WORK TASK:
Which lines of the listing below contain the string "positive"? Copy each of them out in full, treating uppercase and lowercase letters as distinct.
BEGIN EXERCISE INPUTS
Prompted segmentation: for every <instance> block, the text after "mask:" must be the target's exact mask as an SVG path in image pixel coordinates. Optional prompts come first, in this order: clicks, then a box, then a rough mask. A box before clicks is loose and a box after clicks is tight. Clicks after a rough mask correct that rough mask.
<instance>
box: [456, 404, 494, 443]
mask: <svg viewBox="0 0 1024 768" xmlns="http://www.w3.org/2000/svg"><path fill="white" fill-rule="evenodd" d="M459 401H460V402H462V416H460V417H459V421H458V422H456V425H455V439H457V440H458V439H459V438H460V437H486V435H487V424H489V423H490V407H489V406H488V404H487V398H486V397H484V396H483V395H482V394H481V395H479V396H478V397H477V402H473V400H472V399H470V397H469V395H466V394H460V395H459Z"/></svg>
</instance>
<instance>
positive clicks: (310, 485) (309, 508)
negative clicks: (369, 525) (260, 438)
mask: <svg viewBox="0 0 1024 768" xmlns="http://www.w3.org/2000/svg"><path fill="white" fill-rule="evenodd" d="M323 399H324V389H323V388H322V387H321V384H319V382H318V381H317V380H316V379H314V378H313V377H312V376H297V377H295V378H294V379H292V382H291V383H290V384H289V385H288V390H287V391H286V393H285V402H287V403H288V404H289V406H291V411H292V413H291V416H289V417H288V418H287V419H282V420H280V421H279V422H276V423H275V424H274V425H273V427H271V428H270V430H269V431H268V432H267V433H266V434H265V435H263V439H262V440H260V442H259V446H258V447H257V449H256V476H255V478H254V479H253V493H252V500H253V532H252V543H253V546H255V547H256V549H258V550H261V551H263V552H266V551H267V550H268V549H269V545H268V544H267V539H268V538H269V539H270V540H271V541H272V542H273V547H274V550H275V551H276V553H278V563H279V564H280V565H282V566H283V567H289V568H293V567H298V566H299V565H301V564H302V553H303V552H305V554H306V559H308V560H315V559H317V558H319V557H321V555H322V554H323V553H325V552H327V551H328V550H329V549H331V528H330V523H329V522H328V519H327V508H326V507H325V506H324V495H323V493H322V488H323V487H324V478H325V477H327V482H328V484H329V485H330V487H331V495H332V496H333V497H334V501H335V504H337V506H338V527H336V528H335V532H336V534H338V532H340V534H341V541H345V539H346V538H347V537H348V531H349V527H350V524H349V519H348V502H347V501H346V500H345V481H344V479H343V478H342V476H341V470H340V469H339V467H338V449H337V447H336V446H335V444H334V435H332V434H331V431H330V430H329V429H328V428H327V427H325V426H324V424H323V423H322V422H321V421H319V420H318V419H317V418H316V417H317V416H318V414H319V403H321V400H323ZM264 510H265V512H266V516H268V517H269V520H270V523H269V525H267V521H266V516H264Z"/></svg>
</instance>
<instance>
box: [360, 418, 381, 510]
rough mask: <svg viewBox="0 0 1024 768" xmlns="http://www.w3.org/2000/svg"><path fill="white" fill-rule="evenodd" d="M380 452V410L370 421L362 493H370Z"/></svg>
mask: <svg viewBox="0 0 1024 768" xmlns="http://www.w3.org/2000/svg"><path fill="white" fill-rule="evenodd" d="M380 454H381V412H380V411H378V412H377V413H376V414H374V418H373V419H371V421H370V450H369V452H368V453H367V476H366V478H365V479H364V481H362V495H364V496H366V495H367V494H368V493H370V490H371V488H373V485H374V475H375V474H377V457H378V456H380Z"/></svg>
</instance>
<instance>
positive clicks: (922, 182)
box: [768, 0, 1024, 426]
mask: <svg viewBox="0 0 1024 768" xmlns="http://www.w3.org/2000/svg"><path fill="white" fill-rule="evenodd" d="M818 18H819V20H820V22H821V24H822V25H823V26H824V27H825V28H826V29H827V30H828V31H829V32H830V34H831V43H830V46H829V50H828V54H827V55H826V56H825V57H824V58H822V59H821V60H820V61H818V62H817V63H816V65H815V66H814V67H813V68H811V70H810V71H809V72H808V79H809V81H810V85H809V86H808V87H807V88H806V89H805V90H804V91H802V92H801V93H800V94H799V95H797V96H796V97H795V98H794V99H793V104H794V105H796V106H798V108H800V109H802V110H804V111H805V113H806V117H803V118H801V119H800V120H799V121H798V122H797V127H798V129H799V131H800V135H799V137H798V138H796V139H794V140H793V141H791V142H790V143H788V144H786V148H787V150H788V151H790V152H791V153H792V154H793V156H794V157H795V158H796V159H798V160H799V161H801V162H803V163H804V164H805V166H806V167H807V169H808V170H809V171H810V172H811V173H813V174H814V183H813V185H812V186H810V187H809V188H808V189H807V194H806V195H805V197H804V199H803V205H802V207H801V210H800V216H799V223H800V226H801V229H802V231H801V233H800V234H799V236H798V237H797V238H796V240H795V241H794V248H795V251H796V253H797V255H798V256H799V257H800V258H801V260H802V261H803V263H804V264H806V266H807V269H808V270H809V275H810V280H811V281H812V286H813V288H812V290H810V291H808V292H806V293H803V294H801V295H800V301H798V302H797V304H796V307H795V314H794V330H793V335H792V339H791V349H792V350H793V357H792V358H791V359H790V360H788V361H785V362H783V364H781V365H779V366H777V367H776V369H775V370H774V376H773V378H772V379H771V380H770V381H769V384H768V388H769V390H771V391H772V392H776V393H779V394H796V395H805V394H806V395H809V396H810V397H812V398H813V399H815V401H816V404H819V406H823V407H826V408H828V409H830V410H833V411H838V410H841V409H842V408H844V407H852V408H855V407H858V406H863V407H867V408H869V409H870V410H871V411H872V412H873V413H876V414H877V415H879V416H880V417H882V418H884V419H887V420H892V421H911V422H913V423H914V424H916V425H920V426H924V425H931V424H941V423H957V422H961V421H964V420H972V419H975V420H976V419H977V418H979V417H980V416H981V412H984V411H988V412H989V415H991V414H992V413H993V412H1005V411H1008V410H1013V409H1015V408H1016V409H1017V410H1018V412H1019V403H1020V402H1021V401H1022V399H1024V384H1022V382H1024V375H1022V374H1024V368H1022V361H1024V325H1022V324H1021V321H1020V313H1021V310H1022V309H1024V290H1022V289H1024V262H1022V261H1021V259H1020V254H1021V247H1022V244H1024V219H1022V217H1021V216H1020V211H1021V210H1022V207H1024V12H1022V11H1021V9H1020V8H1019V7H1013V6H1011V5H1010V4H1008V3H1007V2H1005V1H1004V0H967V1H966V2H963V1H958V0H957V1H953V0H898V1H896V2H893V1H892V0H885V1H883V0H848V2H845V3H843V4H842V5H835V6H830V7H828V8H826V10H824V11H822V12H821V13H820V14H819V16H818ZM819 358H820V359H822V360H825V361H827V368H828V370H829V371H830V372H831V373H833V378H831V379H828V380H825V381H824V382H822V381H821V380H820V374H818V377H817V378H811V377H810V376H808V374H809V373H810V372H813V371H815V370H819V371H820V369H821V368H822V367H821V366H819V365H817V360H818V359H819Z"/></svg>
END EXERCISE INPUTS
RESPONSE:
positive clicks: (310, 485) (309, 508)
positive clicks: (922, 182)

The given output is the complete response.